[[ MATERIAL FOR THE TASK open ]]

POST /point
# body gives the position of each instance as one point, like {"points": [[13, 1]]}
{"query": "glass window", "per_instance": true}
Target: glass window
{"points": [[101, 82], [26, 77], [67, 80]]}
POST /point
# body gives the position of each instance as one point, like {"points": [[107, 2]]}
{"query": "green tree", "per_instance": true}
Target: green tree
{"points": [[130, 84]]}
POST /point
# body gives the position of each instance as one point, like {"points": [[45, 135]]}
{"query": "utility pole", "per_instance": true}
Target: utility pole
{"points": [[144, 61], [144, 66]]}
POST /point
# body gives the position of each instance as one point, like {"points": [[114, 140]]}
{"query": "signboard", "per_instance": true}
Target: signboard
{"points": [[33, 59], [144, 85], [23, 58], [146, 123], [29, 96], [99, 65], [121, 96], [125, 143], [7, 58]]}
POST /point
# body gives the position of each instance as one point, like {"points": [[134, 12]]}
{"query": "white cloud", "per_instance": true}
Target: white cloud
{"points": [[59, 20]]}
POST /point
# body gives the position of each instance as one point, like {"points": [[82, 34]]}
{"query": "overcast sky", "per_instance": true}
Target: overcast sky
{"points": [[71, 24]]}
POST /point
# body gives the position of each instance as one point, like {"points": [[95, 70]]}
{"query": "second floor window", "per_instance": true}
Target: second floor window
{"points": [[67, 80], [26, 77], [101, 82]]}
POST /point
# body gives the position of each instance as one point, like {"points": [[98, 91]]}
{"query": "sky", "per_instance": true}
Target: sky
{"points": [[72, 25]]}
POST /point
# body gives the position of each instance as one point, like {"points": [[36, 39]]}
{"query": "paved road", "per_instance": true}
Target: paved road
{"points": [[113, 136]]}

[[ MATERIAL FOR THE TASK closed ]]

Line count for the word "body": work out how many lines of the data above include it, and reply with that number alone.

9